===== LISTED RECORDS =====

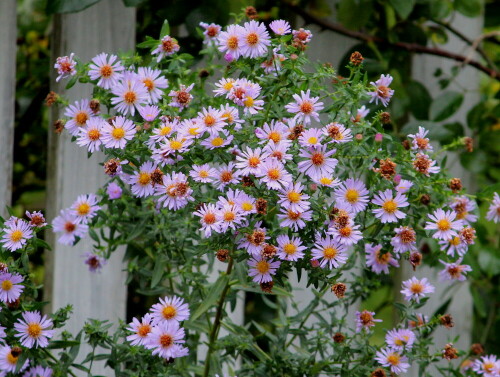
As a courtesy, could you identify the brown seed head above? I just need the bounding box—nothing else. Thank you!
[332,283,347,298]
[448,178,463,194]
[439,314,455,329]
[216,249,229,262]
[443,343,458,360]
[349,51,364,66]
[260,280,274,293]
[332,332,345,343]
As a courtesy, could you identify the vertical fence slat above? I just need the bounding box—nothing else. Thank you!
[45,0,135,374]
[0,0,17,216]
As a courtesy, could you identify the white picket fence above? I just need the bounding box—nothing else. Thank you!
[0,0,482,376]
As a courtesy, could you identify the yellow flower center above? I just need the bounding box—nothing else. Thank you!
[382,199,398,213]
[283,243,297,255]
[76,203,90,216]
[10,230,23,242]
[26,322,42,338]
[161,305,177,319]
[345,189,359,204]
[323,247,337,259]
[2,280,14,291]
[436,219,451,232]
[255,260,270,274]
[111,128,125,140]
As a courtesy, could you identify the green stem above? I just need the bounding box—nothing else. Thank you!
[203,257,233,377]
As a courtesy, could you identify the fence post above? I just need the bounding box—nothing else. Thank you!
[44,0,135,374]
[0,0,17,217]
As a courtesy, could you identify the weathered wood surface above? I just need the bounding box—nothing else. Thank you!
[45,0,135,375]
[0,0,17,216]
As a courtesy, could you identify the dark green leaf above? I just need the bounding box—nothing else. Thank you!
[45,0,100,14]
[430,91,464,122]
[389,0,415,20]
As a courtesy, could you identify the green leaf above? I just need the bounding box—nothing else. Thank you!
[160,19,170,40]
[191,275,229,321]
[45,0,101,14]
[389,0,415,20]
[408,81,432,120]
[455,0,482,17]
[429,91,464,122]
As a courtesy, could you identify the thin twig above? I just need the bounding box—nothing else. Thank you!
[281,0,500,81]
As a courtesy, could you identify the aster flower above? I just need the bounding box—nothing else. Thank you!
[70,194,101,224]
[367,75,394,107]
[151,296,189,326]
[285,89,324,125]
[168,84,194,110]
[25,211,47,228]
[127,313,153,346]
[151,35,180,63]
[52,208,89,245]
[413,153,441,177]
[408,127,433,153]
[278,182,311,212]
[278,208,312,232]
[391,226,417,253]
[155,172,194,211]
[200,130,234,150]
[54,52,76,82]
[425,208,463,240]
[193,204,219,238]
[137,67,168,104]
[247,257,281,283]
[189,164,217,183]
[14,311,54,348]
[449,195,477,225]
[214,162,240,190]
[372,190,410,223]
[0,219,33,251]
[439,236,468,257]
[84,253,107,272]
[297,145,338,179]
[0,345,30,375]
[106,182,122,200]
[328,222,363,245]
[486,192,500,223]
[124,161,156,198]
[0,272,24,304]
[365,244,399,274]
[356,310,382,332]
[375,348,410,374]
[217,25,244,59]
[111,72,149,116]
[276,234,307,262]
[311,236,347,269]
[385,329,416,352]
[144,321,189,359]
[439,258,472,281]
[472,355,500,377]
[89,52,125,90]
[64,99,93,136]
[335,178,369,213]
[269,20,292,35]
[401,276,434,302]
[396,179,413,194]
[76,117,107,153]
[238,20,271,59]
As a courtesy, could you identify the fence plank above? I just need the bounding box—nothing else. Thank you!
[45,0,135,374]
[0,0,17,216]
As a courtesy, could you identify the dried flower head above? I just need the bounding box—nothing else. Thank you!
[448,178,463,194]
[349,51,365,66]
[332,283,347,298]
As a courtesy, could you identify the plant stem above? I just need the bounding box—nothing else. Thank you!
[203,257,233,377]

=====

Convert the lines starting at the one containing "As a courtesy, could you identify the fence post" and ending at the one containing "[281,0,500,81]" into a Markdown table with the columns Number and Text, numbering the lines in order and omitting any blank lines.

• **PROBLEM SOLUTION**
| Number | Text |
|---|---|
| 1 | As a courtesy, could you identify the fence post above? I just need the bounding box—nothing else. Thank you! |
| 2 | [44,0,135,374] |
| 3 | [0,0,17,217] |
| 4 | As a courtesy, could you identify the weathered wood surface above? I just need the bounding box—nothing else. Thank you! |
| 5 | [45,0,135,375] |
| 6 | [0,0,17,216] |
| 7 | As a courtesy, could you identify the dark green leaf above? I just need the bounding box—nothing else. Thank you! |
| 8 | [45,0,100,14] |
| 9 | [430,91,464,122] |
| 10 | [389,0,415,20] |
| 11 | As a courtesy, could you identify the green leaf above? I just need the bounding box—nothing else. Thank you! |
| 12 | [160,19,170,40] |
| 13 | [191,275,229,321] |
| 14 | [45,0,101,14] |
| 15 | [389,0,415,20] |
| 16 | [408,81,432,120] |
| 17 | [455,0,482,17] |
| 18 | [429,91,464,122] |
| 19 | As a courtesy, could you identify the thin twig above? I just need the bounding box—nothing else. Thank you! |
| 20 | [281,0,500,81] |